(Saved entries)
****************

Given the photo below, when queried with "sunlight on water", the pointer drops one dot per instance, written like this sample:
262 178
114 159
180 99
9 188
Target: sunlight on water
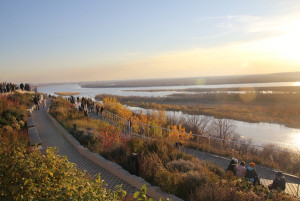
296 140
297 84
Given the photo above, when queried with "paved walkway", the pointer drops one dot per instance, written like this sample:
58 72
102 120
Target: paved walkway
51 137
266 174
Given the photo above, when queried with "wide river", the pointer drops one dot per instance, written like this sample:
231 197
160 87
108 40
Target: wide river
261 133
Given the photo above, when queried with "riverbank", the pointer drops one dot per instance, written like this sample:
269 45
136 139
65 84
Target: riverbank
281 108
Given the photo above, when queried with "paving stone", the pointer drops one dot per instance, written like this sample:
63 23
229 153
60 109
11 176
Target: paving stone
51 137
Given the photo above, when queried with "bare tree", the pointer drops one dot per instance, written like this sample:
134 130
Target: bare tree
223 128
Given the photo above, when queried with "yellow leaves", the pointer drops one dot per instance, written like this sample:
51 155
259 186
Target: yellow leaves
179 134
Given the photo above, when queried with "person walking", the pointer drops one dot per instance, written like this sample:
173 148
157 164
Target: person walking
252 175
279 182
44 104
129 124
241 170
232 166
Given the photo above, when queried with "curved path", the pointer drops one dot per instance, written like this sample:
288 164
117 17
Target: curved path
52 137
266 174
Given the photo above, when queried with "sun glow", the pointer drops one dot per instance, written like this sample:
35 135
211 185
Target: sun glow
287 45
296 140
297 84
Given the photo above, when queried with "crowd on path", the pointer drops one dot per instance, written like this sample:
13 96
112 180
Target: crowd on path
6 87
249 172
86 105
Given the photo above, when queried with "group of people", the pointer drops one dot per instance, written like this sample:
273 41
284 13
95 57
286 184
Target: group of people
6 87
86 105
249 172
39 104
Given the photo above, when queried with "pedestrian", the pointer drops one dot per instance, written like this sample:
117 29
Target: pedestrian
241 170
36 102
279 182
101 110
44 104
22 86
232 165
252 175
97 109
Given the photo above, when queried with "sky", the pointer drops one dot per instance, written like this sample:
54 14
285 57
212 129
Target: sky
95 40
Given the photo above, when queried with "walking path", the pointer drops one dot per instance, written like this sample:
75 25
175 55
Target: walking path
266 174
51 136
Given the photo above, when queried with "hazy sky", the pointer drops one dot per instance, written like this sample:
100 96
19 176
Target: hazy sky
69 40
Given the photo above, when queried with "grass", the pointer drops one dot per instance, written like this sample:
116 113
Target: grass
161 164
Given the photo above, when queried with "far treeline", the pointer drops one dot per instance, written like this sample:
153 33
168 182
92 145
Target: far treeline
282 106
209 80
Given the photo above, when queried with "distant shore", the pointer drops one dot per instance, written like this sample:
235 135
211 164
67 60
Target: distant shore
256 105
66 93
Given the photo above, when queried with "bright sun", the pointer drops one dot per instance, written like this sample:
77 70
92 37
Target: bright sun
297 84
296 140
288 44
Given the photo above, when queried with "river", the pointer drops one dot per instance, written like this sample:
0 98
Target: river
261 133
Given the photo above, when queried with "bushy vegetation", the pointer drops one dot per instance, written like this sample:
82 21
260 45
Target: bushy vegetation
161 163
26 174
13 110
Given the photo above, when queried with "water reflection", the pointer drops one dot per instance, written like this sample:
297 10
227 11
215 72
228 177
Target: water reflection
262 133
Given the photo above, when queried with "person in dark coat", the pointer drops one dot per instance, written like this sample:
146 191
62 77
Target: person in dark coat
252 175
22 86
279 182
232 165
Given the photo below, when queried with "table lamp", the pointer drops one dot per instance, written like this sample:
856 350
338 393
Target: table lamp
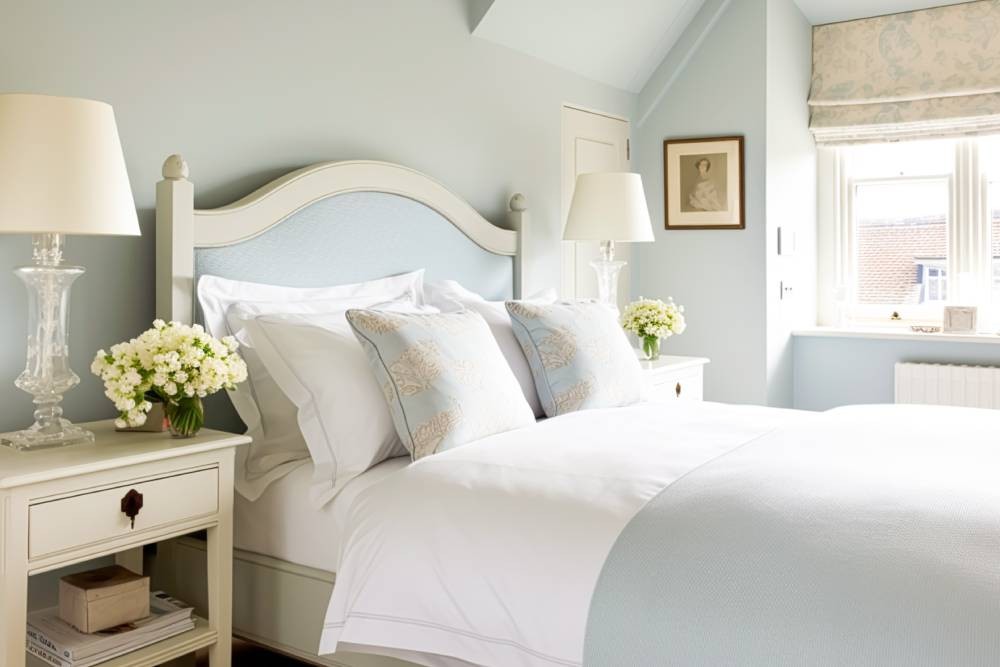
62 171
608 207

****************

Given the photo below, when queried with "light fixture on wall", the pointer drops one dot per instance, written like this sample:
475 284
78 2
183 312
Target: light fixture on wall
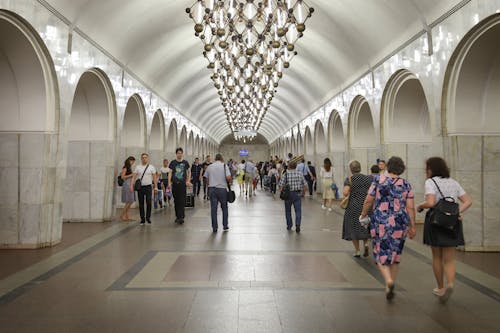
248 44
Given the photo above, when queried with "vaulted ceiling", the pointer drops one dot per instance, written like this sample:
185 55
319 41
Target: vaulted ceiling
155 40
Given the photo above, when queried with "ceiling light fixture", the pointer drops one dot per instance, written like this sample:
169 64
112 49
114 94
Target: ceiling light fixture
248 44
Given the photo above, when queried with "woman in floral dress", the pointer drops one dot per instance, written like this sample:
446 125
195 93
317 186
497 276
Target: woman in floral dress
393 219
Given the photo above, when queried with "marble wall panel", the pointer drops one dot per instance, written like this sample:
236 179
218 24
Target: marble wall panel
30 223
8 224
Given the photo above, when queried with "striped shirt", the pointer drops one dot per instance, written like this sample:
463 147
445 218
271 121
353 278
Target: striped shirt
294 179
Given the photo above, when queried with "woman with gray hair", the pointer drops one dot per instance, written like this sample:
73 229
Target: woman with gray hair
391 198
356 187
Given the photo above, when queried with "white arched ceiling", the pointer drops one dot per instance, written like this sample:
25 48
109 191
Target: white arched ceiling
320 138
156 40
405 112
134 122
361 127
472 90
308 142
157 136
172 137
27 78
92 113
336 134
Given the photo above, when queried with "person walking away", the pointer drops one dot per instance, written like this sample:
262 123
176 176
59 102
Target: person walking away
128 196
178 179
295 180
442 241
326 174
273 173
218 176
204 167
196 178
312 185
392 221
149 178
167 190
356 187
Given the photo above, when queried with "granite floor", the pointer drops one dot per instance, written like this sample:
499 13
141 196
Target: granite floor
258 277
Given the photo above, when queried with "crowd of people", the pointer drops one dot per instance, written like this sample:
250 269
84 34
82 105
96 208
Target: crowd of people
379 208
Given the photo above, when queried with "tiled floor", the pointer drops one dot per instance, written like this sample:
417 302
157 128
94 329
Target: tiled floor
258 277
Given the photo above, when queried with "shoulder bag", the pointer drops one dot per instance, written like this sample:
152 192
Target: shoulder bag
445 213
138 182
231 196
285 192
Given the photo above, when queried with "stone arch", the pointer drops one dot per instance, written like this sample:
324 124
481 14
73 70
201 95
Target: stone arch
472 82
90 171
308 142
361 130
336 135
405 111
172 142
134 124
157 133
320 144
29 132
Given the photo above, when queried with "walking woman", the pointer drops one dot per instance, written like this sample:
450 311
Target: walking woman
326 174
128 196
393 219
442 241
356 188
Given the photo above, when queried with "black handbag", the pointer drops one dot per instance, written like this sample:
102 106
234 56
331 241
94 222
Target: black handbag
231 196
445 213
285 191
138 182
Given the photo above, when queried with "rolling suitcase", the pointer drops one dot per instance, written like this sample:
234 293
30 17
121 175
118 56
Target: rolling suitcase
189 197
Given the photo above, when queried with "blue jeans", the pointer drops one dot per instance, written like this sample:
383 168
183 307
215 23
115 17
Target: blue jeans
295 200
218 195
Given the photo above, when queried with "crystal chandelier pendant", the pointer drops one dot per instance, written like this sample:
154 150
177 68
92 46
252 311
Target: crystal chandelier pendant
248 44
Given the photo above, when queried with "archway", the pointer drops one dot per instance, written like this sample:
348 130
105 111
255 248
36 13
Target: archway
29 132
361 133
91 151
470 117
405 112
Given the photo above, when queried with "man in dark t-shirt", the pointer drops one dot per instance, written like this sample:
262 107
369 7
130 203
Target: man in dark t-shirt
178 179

****************

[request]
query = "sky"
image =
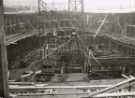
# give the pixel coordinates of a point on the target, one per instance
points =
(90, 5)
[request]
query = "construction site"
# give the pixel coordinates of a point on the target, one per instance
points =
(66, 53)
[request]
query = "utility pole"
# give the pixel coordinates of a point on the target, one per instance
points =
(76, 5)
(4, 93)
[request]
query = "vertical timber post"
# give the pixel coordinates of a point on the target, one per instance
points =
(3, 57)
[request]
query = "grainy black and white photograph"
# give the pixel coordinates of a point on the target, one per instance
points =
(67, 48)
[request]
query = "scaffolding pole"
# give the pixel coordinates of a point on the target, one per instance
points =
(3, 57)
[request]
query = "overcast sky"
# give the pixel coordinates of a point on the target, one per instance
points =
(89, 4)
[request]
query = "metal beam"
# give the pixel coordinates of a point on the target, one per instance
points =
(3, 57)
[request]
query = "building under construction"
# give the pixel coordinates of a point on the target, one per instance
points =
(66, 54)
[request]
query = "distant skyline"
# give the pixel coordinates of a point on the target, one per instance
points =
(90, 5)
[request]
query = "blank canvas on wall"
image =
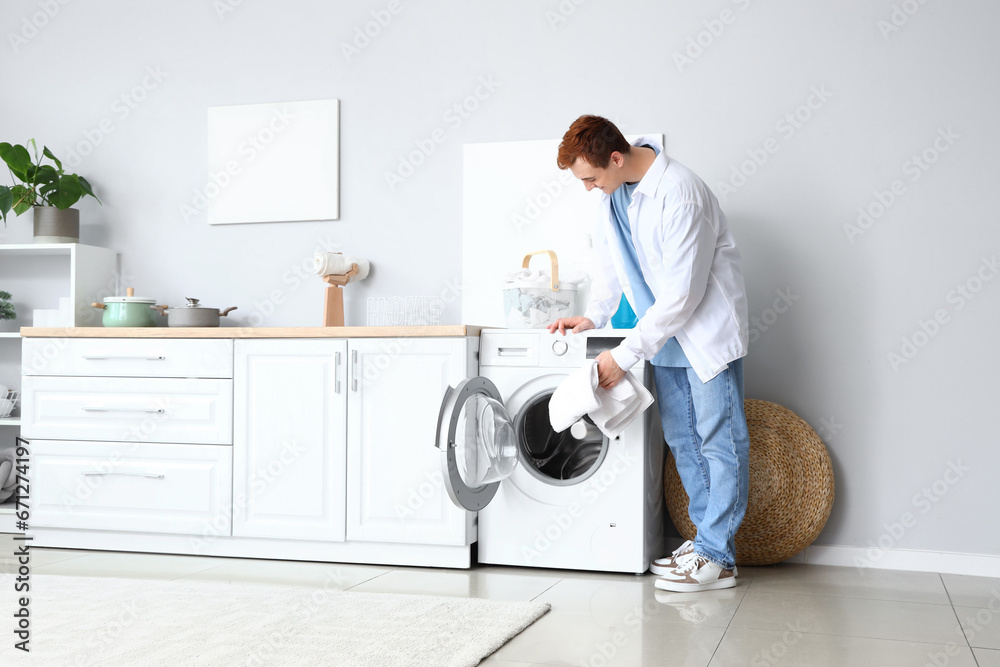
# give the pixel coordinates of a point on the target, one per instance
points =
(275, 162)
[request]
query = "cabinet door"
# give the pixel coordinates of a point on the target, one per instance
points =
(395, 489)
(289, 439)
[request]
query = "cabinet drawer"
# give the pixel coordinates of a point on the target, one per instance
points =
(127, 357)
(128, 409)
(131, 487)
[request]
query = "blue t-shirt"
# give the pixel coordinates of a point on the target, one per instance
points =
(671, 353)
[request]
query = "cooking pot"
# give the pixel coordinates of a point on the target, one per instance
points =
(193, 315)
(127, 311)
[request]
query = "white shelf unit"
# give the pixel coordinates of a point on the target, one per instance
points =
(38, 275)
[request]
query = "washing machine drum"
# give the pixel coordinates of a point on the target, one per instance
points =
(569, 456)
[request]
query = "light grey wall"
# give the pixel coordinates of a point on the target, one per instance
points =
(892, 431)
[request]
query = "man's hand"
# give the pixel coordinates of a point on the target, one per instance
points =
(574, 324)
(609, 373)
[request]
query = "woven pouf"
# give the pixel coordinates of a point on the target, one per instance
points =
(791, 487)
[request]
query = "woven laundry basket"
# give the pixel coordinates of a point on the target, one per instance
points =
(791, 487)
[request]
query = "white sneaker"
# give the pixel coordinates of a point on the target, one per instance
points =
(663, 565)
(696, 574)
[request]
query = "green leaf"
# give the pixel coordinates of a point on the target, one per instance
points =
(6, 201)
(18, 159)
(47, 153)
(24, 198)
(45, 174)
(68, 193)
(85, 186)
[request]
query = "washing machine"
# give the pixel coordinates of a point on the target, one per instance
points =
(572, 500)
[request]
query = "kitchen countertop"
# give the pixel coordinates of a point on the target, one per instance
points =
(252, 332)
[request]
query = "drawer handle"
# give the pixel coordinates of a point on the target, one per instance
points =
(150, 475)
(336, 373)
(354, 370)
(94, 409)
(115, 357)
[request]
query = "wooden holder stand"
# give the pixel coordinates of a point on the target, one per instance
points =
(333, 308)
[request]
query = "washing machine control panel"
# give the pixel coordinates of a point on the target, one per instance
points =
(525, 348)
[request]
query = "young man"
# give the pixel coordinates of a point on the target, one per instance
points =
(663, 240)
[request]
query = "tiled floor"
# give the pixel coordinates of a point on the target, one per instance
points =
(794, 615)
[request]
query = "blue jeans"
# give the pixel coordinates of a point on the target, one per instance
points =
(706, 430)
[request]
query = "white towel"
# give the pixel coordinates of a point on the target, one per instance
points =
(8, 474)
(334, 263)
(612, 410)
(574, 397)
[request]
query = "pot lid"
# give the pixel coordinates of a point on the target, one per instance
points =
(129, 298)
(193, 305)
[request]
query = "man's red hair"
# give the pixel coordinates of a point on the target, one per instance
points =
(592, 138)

****************

What needs to be done: Each line of the records that contains the string "cabinet" must be copied.

Exercise output:
query = "cabinet door"
query = "cabinet drawer"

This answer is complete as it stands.